───── Information supplied ─────
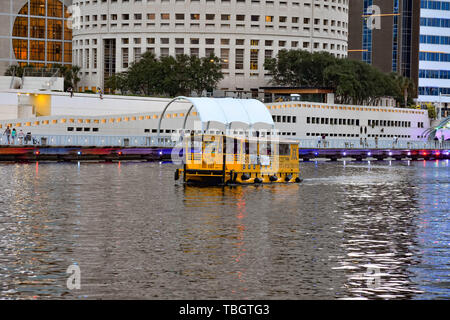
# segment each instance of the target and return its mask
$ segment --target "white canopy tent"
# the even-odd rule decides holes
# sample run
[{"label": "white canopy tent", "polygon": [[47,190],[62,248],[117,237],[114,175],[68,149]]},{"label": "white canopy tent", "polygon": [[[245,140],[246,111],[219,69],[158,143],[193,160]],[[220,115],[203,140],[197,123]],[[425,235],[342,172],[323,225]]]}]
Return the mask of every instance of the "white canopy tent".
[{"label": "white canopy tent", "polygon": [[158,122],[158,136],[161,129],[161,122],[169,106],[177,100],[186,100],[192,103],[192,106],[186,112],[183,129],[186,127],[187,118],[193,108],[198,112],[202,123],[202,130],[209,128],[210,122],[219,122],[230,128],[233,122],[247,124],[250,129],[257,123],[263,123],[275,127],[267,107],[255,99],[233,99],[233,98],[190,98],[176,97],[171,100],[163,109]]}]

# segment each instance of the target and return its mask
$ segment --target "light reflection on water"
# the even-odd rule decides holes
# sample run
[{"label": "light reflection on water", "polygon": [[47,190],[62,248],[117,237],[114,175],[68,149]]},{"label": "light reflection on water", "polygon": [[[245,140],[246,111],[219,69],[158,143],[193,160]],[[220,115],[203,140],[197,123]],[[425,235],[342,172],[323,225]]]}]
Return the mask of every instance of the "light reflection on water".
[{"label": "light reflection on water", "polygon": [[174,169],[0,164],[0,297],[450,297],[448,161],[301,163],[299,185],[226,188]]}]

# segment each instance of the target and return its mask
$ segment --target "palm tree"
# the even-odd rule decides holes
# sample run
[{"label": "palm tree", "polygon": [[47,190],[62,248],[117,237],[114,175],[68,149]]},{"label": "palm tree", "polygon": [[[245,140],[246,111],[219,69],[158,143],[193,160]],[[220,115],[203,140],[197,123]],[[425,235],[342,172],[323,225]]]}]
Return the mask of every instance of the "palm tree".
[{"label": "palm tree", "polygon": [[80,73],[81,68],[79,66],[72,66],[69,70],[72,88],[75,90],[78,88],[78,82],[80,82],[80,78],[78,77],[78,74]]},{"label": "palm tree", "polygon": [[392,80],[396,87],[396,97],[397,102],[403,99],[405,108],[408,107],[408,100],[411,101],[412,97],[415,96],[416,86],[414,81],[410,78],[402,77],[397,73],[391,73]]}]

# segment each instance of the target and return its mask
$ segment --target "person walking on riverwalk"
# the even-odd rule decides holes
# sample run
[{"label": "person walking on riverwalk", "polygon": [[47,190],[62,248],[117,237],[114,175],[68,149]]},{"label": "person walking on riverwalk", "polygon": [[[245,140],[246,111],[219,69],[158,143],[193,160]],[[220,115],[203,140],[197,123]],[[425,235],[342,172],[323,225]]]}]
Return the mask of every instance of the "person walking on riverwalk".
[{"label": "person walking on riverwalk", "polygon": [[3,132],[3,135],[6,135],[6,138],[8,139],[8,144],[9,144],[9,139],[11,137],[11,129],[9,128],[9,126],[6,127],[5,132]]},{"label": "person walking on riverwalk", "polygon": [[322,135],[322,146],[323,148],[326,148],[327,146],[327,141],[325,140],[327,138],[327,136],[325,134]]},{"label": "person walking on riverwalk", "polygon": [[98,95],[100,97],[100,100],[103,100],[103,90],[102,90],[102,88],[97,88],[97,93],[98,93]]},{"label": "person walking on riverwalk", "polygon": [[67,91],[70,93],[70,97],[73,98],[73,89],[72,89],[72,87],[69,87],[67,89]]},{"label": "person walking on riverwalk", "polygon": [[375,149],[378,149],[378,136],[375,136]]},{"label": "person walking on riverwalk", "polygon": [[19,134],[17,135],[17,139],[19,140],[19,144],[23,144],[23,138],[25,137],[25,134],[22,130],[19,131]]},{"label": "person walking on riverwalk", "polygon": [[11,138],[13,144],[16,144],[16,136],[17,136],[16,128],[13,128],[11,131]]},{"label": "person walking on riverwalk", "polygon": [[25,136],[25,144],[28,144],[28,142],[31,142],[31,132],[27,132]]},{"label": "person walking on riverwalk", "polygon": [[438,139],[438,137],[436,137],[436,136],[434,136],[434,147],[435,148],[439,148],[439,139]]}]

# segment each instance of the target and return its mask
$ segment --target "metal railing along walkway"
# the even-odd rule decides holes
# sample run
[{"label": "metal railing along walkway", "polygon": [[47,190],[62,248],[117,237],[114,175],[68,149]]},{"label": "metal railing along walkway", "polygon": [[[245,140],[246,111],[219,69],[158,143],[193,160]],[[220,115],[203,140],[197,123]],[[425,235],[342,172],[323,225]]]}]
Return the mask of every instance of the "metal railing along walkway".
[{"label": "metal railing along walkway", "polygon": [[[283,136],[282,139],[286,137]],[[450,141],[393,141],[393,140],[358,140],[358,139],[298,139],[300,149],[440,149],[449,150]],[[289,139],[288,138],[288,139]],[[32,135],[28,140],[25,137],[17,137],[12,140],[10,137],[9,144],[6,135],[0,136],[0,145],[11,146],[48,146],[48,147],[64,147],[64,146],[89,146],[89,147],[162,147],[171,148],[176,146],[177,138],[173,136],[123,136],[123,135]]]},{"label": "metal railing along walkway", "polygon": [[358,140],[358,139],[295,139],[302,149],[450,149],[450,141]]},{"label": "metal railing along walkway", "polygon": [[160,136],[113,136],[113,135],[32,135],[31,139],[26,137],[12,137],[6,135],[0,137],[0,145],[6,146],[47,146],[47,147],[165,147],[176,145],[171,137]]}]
─────
- **Problem details**: Word for word, print the material above, but without its pictures.

- **Response to this exercise**:
# segment each instance of the target and return its mask
$ segment --target "white canopy tent"
# the even-odd rule decides holes
# sample run
[{"label": "white canopy tent", "polygon": [[47,190],[62,248],[117,237],[114,175],[68,149]]},{"label": "white canopy tent", "polygon": [[[245,140],[246,111],[219,69],[158,143],[193,160]],[[220,115],[203,140],[197,123]],[[425,235],[342,172],[323,225]]]}]
Return the mask of every instance of the "white canopy tent".
[{"label": "white canopy tent", "polygon": [[158,122],[158,136],[161,129],[161,122],[169,106],[177,100],[186,100],[192,103],[192,106],[186,112],[183,129],[186,127],[187,118],[193,108],[198,112],[202,123],[202,130],[209,128],[210,122],[219,122],[230,128],[233,122],[247,124],[250,129],[257,123],[263,123],[275,127],[267,107],[255,99],[233,99],[233,98],[190,98],[176,97],[171,100],[163,109]]}]

# segment each instance of the target and return its mask
$ segment --target "light reflection on water"
# the even-odd rule decides holes
# sample run
[{"label": "light reflection on water", "polygon": [[47,190],[62,248],[117,237],[114,175],[68,149]]},{"label": "light reflection on water", "polygon": [[[245,140],[246,111],[219,69],[158,143],[193,160]],[[220,115],[203,140],[197,123]],[[425,235],[342,172],[323,225]]]}]
Return the mask of every instance of the "light reflection on water".
[{"label": "light reflection on water", "polygon": [[174,169],[0,164],[0,297],[450,297],[448,161],[301,163],[299,185],[226,188]]}]

# segment each instance of the target and return its mask
$ segment --target "palm tree"
# the even-odd rule decides holes
# sample run
[{"label": "palm tree", "polygon": [[47,190],[62,248],[117,237],[114,175],[68,149]]},{"label": "palm tree", "polygon": [[[245,140],[246,111],[219,69],[158,143],[193,160]],[[220,115],[203,140],[197,123]],[[425,235],[342,172],[323,225]]]}]
Return the mask of every instance of the "palm tree".
[{"label": "palm tree", "polygon": [[80,73],[81,68],[79,66],[72,66],[69,70],[72,88],[75,90],[78,88],[78,82],[80,82],[80,78],[78,77],[78,74]]},{"label": "palm tree", "polygon": [[392,80],[396,87],[396,97],[397,102],[403,99],[405,108],[408,107],[408,100],[411,101],[412,97],[415,96],[416,86],[414,81],[410,78],[402,77],[397,73],[391,73]]}]

# segment each instance of the target and return its mask
$ segment --target "person walking on riverwalk"
# the even-odd rule decides holes
# sample run
[{"label": "person walking on riverwalk", "polygon": [[47,190],[62,248],[117,237],[114,175],[68,149]]},{"label": "person walking on riverwalk", "polygon": [[[245,140],[246,111],[219,69],[158,143],[193,160]],[[220,115],[203,140],[197,123]],[[425,235],[342,172],[323,225]]]}]
Return the mask of every instance of the "person walking on riverwalk".
[{"label": "person walking on riverwalk", "polygon": [[3,132],[3,135],[6,135],[6,138],[8,139],[8,144],[9,144],[9,139],[11,137],[11,129],[9,128],[9,126],[6,127],[5,132]]},{"label": "person walking on riverwalk", "polygon": [[322,135],[322,146],[323,148],[326,148],[327,146],[327,141],[325,140],[327,138],[327,136],[325,134]]},{"label": "person walking on riverwalk", "polygon": [[98,95],[100,97],[100,100],[103,100],[103,90],[102,90],[102,88],[97,88],[97,93],[98,93]]},{"label": "person walking on riverwalk", "polygon": [[67,91],[70,93],[70,97],[73,98],[73,89],[72,89],[72,87],[69,87],[67,89]]},{"label": "person walking on riverwalk", "polygon": [[375,149],[378,149],[378,136],[375,136]]},{"label": "person walking on riverwalk", "polygon": [[19,134],[17,135],[17,139],[19,140],[19,144],[23,144],[23,138],[25,137],[25,134],[22,130],[19,131]]},{"label": "person walking on riverwalk", "polygon": [[11,138],[13,144],[16,144],[16,136],[17,136],[16,128],[13,128],[11,131]]},{"label": "person walking on riverwalk", "polygon": [[25,136],[25,144],[28,144],[28,142],[31,142],[31,132],[27,132]]},{"label": "person walking on riverwalk", "polygon": [[438,139],[438,137],[436,137],[436,136],[434,136],[434,147],[435,148],[439,148],[439,139]]}]

# segment each instance of the target and return its mask
$ segment --target "metal railing along walkway"
# the even-odd rule decides holes
# sample run
[{"label": "metal railing along walkway", "polygon": [[47,190],[62,248],[117,237],[114,175],[68,149]]},{"label": "metal railing along walkway", "polygon": [[[245,140],[246,111],[219,69],[158,143],[193,160]],[[220,115],[203,140],[197,123]],[[425,235],[342,172],[323,225]]]}]
Return the mask of every instance of the "metal railing along walkway".
[{"label": "metal railing along walkway", "polygon": [[[283,136],[282,139],[286,137]],[[450,141],[393,141],[393,140],[358,140],[358,139],[298,139],[300,149],[440,149],[449,150]],[[289,139],[288,138],[288,139]],[[32,135],[28,140],[25,137],[17,137],[12,140],[10,137],[9,144],[6,135],[0,136],[0,145],[11,146],[48,146],[48,147],[64,147],[64,146],[89,146],[89,147],[162,147],[171,148],[176,146],[177,138],[173,136],[123,136],[123,135]]]},{"label": "metal railing along walkway", "polygon": [[358,140],[358,139],[295,139],[302,149],[450,149],[450,141]]},{"label": "metal railing along walkway", "polygon": [[160,136],[113,136],[113,135],[32,135],[31,139],[26,137],[12,137],[6,135],[0,137],[0,145],[6,146],[47,146],[47,147],[165,147],[176,145],[171,137]]}]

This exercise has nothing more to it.